Requirements → Return every one of the rows below word for word, without changing anything.

Data for this exercise →
★ ★ ★ ★

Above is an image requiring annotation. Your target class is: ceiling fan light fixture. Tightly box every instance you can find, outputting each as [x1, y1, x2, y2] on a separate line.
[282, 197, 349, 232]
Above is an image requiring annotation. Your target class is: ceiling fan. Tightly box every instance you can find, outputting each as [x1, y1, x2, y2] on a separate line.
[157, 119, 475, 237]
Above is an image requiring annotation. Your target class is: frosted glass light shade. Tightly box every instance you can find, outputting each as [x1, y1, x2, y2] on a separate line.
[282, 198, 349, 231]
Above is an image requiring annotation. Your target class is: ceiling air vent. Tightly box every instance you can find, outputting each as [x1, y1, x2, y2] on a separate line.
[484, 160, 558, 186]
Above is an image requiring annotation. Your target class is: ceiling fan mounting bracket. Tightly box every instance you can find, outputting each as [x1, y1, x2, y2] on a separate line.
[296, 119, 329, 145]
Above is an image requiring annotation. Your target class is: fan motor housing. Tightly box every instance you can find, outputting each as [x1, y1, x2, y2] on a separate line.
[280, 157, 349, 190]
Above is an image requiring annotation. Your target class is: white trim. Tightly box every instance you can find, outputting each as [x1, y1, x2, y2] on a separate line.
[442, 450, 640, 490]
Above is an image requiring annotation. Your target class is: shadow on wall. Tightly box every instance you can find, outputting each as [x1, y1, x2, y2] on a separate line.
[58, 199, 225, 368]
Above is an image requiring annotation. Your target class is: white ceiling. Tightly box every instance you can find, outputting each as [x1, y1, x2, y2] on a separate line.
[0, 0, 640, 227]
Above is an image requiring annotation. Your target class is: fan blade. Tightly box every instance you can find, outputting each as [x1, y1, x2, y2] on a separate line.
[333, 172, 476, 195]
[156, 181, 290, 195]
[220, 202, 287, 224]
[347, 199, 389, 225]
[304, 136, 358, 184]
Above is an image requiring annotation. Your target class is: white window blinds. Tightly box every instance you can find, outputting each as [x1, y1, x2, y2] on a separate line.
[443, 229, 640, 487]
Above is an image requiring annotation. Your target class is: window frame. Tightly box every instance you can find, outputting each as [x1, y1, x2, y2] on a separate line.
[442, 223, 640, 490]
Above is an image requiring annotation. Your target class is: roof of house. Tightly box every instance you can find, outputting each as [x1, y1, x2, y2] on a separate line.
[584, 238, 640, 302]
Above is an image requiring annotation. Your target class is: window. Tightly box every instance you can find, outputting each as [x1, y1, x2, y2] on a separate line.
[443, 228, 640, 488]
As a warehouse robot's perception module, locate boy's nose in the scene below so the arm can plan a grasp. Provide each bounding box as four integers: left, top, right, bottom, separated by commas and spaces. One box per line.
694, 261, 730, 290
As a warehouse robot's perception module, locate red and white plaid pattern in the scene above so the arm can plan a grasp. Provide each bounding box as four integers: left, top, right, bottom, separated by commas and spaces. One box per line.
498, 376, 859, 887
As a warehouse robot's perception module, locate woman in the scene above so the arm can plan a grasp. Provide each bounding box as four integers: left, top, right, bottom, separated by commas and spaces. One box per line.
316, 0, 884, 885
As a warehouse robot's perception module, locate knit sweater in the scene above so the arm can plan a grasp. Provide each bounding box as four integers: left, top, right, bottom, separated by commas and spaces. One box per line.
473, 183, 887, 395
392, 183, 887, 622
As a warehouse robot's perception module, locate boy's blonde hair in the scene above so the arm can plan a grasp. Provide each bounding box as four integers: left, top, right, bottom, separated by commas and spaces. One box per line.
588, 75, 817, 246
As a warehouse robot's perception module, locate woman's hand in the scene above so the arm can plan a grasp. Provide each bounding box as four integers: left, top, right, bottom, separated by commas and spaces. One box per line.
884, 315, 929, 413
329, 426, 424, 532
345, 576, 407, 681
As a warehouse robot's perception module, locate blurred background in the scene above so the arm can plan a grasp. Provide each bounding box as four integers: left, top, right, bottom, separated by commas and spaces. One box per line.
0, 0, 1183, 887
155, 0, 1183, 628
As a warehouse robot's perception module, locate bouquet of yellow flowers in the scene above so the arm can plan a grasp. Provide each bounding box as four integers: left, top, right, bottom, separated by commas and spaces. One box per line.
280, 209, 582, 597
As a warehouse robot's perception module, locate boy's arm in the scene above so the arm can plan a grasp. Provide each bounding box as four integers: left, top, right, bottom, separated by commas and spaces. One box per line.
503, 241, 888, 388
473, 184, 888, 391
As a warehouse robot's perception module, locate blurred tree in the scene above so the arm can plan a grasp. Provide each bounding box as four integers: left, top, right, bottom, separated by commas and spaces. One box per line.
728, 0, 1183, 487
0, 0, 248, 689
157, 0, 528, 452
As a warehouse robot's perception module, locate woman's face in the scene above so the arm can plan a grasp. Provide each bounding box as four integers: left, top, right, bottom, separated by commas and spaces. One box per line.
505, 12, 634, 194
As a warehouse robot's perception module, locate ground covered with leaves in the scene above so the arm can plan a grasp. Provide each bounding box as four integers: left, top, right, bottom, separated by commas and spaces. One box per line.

★ ★ ★ ★

Task solution →
Above is an image requiring annotation. Your target class is: ceiling fan light fixture. Tightly box every instance you can find, outputting each as [x1, y1, x2, y2] on a separate line.
[282, 197, 349, 232]
Above is an image requiring annotation. Your target class is: ceiling fan. Tightly box every instance you can find, outputting each as [x1, y1, x2, y2] on a separate line.
[157, 119, 475, 237]
Above is an image requiring annotation. Your target class is: frosted glass light shade. Tightly box every instance you can find, outputting each as [x1, y1, x2, y2] on a separate line.
[282, 198, 349, 231]
Above is an image requiring annotation. Your target class is: ceiling air vent. Tightly box every instance you can find, outputting each as [x1, y1, x2, y2] on a separate line.
[484, 160, 558, 186]
Above is an image requiring annotation. Your target class is: ceiling fan mounting bracket. Tightly box every instance you can find, outputting each as [x1, y1, x2, y2] on a separate line.
[296, 119, 329, 145]
Above is an image requiring annotation. Your target class is: fan motor housing. Tightly box every instance you can find, outputting each as [x1, y1, x2, y2] on a separate line.
[280, 157, 349, 190]
Above is an image requiring annotation. Your target class is: white trim. Tightly box every instance you can find, outputting each as [x1, y1, x2, y2] on a separate line.
[442, 450, 640, 490]
Above is an image requiring annotation. Your target class is: shadow on wall. Tightly box every instance you can find, outputting each as [x1, y1, x2, y2] on a separate line.
[58, 199, 225, 368]
Above is an image requiring annotation. Your target class is: white ceiling. Tightly box every instance you can find, outputting each as [x1, y1, x2, y2] on a separate line.
[0, 0, 640, 227]
Above is an image requiring annotation. Your target class is: fan blade. Tightly box every instance you can find, outputting each as [x1, y1, x2, y2] on a separate line.
[333, 172, 476, 195]
[156, 181, 290, 195]
[220, 202, 287, 224]
[347, 199, 389, 225]
[304, 136, 358, 184]
Above is an image requiring annotation. Your target class is: white window blinds. Tightly box every instance you can find, outputting each as [x1, y1, x2, y2] on a separate line.
[443, 229, 640, 487]
Above is an image requiring annotation. Your target class is: window frame. Tightly box every instance you can find, outputting each as [x1, y1, x2, y2] on a separate line.
[442, 223, 640, 490]
Above is an image requiring annotation. Your target class is: roof of house. Tightly box every instance you can find, outputting each as [x1, y1, x2, y2] on a separate line.
[584, 238, 640, 302]
Above is an image requiring annotation. Your target class is: window. Tightly box every instance you can find, outputting each as [x1, y1, x2, y2] on a separate line.
[443, 228, 640, 488]
As a warehouse robot's perception module, locate boy's nose in the scene below so the arm can plan a grasp. Provide each bounding box as four integers: left, top, right, bottom, separated by commas and spaces. One box per line.
694, 261, 730, 290
As a warehouse robot's perception module, locate red and white plaid pattern in the scene above so the arm can plan a grasp. Provide each bounding box as four integers: left, top, right, bottom, separated by commas and spaces. One box per line.
498, 376, 859, 887
As a warehouse robot's perception module, locate woman in the scene above so the arm can plan a grasp. Provide each bounding box as four integers: left, top, right, bottom, separated by commas and spaces. One box per line.
316, 0, 884, 885
As a warehouse robot's perception module, locate knit sweater in the scene above so the arm can plan a grasp. Provide each bounding box as four integers: left, top, right, bottom, separated by commas and spaces. One box per line.
473, 183, 887, 395
392, 183, 887, 622
As a warehouse robot's perception module, locate boy's blonde hair in the scene above so the arm can plan a grasp. Provide each bounding box as four integers: left, top, right, bottom, separated by commas and spaces. One box per line.
588, 75, 817, 246
As a warehouse robot's perception module, locate woman's hand in the scene above so the arm can plan a grasp. Provide each bounding box as four integers: left, top, right, bottom, separated by commas and spaces. One box per line.
884, 315, 929, 413
329, 426, 424, 532
345, 576, 407, 681
As a warehouse robot's perception module, locate blurred background in the scene above so the arm can plan a grasp. Provide each bounding box as four integers: left, top, right, bottom, separated by commas and spaces. One box per line.
0, 0, 1183, 887
155, 0, 1183, 628
As a warehouse robot's perception module, locate bouquet of yellow flowers in the scene above so the arm can plan a grasp. Provide each bounding box as four integers: left, top, right, bottom, separated by commas and spaces. One box per line.
280, 209, 582, 597
As a warehouse robot's perception module, locate boy's arm in the scene above so the arm can plan a grasp. Provide each bounding box as four integers: left, top, right, bottom, separated by commas and spaces. One box per line.
503, 241, 888, 388
473, 184, 888, 391
As a warehouse robot's perception module, locate blurred tree in the scene above so the arm can plan a grasp. Provide each bounding box as four integers: left, top, right, bottom, separated by commas and spaces. One box per line.
728, 0, 1183, 487
0, 0, 248, 689
157, 0, 528, 452
As a warehouse robot's perception module, locate woman's face in the scene above so the arm can plan a grasp. Provide each bounding box as four integers: left, top, right, bottom, separated by commas and spaces. One box per line.
505, 12, 634, 194
As a warehouse robot's perception module, locate ground covered with leaves in the scene above so the arm can plan a grasp. Provide each bounding box as four integers: left, top, right, bottom, separated by commas and spaces. One box per line.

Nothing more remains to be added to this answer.